Exercise instructions:
Please recast all of the material below as a numbered list, omitting any blank lines.

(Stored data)
--

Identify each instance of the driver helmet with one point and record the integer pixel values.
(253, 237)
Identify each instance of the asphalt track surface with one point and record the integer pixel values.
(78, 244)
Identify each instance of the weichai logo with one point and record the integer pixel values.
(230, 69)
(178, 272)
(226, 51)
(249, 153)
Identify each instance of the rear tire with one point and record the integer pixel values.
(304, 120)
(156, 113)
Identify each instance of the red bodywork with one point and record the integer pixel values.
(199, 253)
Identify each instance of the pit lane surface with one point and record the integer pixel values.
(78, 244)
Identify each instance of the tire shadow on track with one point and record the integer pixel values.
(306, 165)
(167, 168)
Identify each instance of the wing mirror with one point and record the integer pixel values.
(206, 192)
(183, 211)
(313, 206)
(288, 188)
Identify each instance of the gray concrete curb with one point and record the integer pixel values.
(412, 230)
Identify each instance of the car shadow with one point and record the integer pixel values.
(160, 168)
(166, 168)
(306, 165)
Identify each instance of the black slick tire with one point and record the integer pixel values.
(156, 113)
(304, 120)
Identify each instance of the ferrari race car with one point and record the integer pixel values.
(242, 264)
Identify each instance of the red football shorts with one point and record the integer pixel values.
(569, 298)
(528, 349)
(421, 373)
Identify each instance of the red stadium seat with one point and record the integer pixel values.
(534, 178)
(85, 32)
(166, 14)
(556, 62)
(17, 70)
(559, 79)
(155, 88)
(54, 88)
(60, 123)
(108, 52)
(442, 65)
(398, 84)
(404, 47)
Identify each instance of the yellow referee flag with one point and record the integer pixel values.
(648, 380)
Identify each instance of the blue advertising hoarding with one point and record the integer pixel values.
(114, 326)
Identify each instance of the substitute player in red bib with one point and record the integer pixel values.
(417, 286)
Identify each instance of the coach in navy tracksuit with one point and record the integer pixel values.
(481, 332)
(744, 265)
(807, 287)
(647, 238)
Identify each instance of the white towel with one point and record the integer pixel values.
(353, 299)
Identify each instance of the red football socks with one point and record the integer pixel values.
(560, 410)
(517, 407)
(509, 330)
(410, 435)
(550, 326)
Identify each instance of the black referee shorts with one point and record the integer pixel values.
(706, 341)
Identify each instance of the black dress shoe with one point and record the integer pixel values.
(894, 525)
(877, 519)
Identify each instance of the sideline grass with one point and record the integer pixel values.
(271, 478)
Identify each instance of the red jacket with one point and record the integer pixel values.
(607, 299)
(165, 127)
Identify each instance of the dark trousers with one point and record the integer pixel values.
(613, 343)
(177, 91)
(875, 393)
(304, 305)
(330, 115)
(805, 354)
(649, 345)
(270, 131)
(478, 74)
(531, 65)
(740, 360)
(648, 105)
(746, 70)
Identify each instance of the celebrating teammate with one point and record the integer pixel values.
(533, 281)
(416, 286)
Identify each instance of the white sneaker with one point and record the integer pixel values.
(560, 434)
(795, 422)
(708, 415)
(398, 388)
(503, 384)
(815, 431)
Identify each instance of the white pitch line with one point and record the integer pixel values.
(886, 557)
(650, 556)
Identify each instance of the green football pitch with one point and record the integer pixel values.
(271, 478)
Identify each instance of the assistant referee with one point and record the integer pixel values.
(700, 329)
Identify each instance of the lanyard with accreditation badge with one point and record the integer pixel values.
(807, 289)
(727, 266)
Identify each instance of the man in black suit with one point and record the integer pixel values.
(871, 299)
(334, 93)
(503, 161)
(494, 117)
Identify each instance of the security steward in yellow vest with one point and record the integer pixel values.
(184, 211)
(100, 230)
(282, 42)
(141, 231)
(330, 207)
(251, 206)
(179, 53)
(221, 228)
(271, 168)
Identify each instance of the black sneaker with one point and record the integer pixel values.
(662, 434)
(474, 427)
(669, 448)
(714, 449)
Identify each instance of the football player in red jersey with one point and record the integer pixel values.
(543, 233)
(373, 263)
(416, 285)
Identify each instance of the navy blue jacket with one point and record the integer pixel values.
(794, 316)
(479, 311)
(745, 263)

--

Result for this task:
1. Identify each instance of the driver helmet with one point and record the integer pixel values.
2. (253, 237)
3. Identify each instance of the asphalt track surface with one point and record the integer pixel values.
4. (78, 244)
5. Identify each instance of the weichai logo with one point and record the integer pixel values.
6. (230, 69)
7. (178, 272)
8. (226, 51)
9. (249, 153)
10. Identify each instance of the rear tire with one point and record the integer pixel values.
11. (304, 120)
12. (156, 113)
13. Identify each instance of the red bodywork with one point and record the integer pixel values.
14. (199, 253)
15. Identify each instance of the pit lane surface with one point and record the integer pixel values.
16. (78, 244)
17. Identify each instance of the tire shadow on track with one point and record the integer pixel values.
18. (306, 165)
19. (167, 168)
20. Identify each instance of the wing mirror with one point and record the integer pixel values.
21. (206, 192)
22. (183, 211)
23. (313, 206)
24. (288, 188)
25. Identify each instance of the gray concrete curb with one point and record the integer pixel values.
26. (412, 230)
27. Identify each instance of the car shadow with one point and record the integer pixel values.
28. (160, 168)
29. (166, 168)
30. (306, 165)
31. Identify each instance of the black slick tire with one point and record the integer pixel values.
32. (156, 113)
33. (304, 120)
34. Identify each instance of the ferrari race car with one point and record the integer pixel values.
35. (242, 264)
36. Identify each instance of the red football shorts with one point and record the integer pixel values.
37. (569, 298)
38. (528, 349)
39. (421, 373)
40. Identify each instance of the red stadium seat with one point and record the integer pixel values.
41. (534, 178)
42. (85, 32)
43. (166, 14)
44. (556, 62)
45. (17, 70)
46. (559, 79)
47. (155, 88)
48. (54, 88)
49. (60, 123)
50. (108, 52)
51. (442, 65)
52. (398, 84)
53. (404, 47)
54. Identify each instance of the yellow referee flag with one point and record the integer pixel values.
55. (648, 380)
56. Identify each instance of the blue advertising hoarding with one point and record the integer pixel values.
57. (114, 326)
58. Identify each instance of the substitute player in red bib with one point and record the integer pixel values.
59. (417, 286)
60. Identify each instance of the coach in navy tracksuit with one point and record the integer pixel values.
61. (481, 332)
62. (744, 265)
63. (807, 287)
64. (647, 238)
65. Identify each instance of the white towel with one point and record the integer pixel values.
66. (353, 299)
67. Identify each instance of the red football socks with one point and record the integer pixel values.
68. (560, 410)
69. (517, 407)
70. (509, 330)
71. (410, 435)
72. (550, 326)
73. Identify each instance of the black referee shorts with one point and record the integer pixel values.
74. (706, 341)
75. Identify each instance of the black dress shoe with one point and record the integer pixel values.
76. (894, 525)
77. (877, 519)
78. Identify each instance of the sideline grass with one point and record the integer pixel values.
79. (271, 478)
80. Identify each instance of the red jacket with one point and record the integer pixel values.
81. (607, 299)
82. (165, 127)
83. Identify each instance of the dark trousers with one point and record the integer pixel values.
84. (613, 343)
85. (177, 91)
86. (875, 393)
87. (304, 305)
88. (330, 115)
89. (805, 354)
90. (649, 345)
91. (270, 131)
92. (478, 74)
93. (531, 65)
94. (740, 360)
95. (648, 105)
96. (746, 70)
97. Identify each instance of the celebrating teammate with one point and record the integer pixel values.
98. (533, 281)
99. (416, 286)
100. Identify each instance of the white sneaker with one point and record the integer pixel values.
101. (560, 434)
102. (795, 422)
103. (708, 415)
104. (398, 388)
105. (503, 384)
106. (815, 431)
107. Identify each instance of the white pitch line with one point and record the integer pixel values.
108. (886, 557)
109. (650, 556)
110. Identify each instance of the green football pitch with one point and record the integer pixel values.
111. (271, 478)
112. Identify each instance of the assistant referee with one point and record the integer pixel values.
113. (700, 329)
114. Identify each instance of the lanyard with accreditation badge with one point and record the integer pixel values.
115. (807, 289)
116. (727, 266)
117. Identify each instance of the man in black suit with one point and record the integer pixel values.
118. (871, 299)
119. (334, 93)
120. (503, 161)
121. (494, 117)
122. Identify each instance of the security steward in yellow vest with one point and record the integer pixel values.
123. (184, 211)
124. (100, 230)
125. (282, 42)
126. (141, 231)
127. (330, 207)
128. (251, 206)
129. (179, 53)
130. (221, 228)
131. (271, 168)
132. Identify each instance of the black sneaker with one point and record the integer pixel values.
133. (662, 434)
134. (474, 427)
135. (669, 448)
136. (714, 449)
137. Identify each instance of the football player in red jersey with one point and record the integer pixel values.
138. (543, 233)
139. (373, 263)
140. (416, 285)
141. Identify each instance of the navy blue jacket with one point and record the integer pixel values.
142. (794, 316)
143. (479, 311)
144. (745, 263)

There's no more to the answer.